# EXTRACT PROVIDED:
The nature–nurture debate concerns how much of human development is driven by genetic endowment (nature) versus environmental experience (nurture). Modern developmental science rejects a strict dichotomy: genes set reaction ranges and dispositions, but environments activate, suppress, or redirect genetic potentials. Heritability estimates from twin and adoption studies quantify genetic contributions to traits within a specific population and environment — they do not imply immutability. Gene–environment correlations (passive, evocative, active) describe the ways genes and environments become intertwined across development.
Work through concrete examples: identical twins reared apart (high genetic similarity, different environments) vs. identical twins reared together, then contrast with fraternal twins to tease apart heritability.
The framing of "nature versus nurture" implies a competition with a winner, but modern developmental science has largely retired that framing. A cleaner question is: how do genetic and environmental factors interact to produce the person in front of you? From your genetics prerequisite, you know that genes specify proteins, not behaviors — the path from genotype to phenotype runs through many layers of biological and environmental mediation. No gene "codes for" extraversion or anxiety in the way a gene codes for eye color. Genes set reaction ranges: the boundaries of possible outcomes across the range of environments a person might encounter. A child with high genetic risk for anxiety raised in a secure, stable household may never develop an anxiety disorder; the same genetic profile in a chaotic environment may express differently.

# REQUIREMENT:
Can you quote the nature–nurture passage word for word, between "The nature–nurture debate" and "intertwined across development.", inclusive?

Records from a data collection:
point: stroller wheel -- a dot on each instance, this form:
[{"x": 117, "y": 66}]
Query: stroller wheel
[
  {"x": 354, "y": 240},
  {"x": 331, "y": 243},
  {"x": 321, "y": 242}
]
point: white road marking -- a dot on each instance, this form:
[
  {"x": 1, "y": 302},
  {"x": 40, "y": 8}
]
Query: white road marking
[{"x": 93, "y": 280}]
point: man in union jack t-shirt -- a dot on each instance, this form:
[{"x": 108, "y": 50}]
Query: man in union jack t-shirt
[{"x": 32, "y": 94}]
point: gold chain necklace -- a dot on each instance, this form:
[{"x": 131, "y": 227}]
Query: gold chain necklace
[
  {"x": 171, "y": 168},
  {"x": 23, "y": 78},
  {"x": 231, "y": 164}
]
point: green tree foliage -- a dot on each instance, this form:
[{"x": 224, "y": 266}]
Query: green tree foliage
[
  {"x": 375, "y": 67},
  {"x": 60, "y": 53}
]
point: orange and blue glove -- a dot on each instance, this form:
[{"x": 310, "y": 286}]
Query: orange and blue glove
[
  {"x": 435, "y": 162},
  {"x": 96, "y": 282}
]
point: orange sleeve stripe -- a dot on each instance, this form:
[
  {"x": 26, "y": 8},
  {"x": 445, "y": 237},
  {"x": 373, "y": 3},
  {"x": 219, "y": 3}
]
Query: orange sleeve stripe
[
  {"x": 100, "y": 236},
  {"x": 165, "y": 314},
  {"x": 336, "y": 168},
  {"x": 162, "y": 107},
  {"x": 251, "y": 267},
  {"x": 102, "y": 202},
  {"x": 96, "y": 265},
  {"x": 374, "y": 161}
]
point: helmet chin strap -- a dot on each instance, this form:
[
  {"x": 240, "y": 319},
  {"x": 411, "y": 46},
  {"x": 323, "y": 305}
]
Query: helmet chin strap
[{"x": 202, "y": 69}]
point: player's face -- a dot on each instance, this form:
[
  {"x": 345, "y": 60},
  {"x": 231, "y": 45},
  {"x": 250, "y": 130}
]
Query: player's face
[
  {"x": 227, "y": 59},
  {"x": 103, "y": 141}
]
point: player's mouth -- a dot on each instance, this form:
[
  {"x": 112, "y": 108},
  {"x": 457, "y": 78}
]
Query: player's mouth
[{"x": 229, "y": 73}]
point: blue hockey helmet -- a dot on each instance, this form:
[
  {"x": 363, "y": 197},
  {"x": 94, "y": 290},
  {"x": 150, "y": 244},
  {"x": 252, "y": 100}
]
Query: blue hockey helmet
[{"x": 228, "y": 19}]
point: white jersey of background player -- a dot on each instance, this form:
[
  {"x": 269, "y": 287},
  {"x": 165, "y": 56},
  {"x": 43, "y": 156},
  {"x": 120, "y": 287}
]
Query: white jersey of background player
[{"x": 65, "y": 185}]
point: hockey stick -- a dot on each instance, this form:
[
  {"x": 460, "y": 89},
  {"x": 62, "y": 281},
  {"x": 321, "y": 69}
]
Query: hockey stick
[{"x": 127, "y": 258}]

# EXERCISE RESPONSE:
The nature–nurture debate concerns how much of human development is driven by genetic endowment (nature) versus environmental experience (nurture). Modern developmental science rejects a strict dichotomy: genes set reaction ranges and dispositions, but environments activate, suppress, or redirect genetic potentials. Heritability estimates from twin and adoption studies quantify genetic contributions to traits within a specific population and environment — they do not imply immutability. Gene–environment correlations (passive, evocative, active) describe the ways genes and environments become intertwined across development.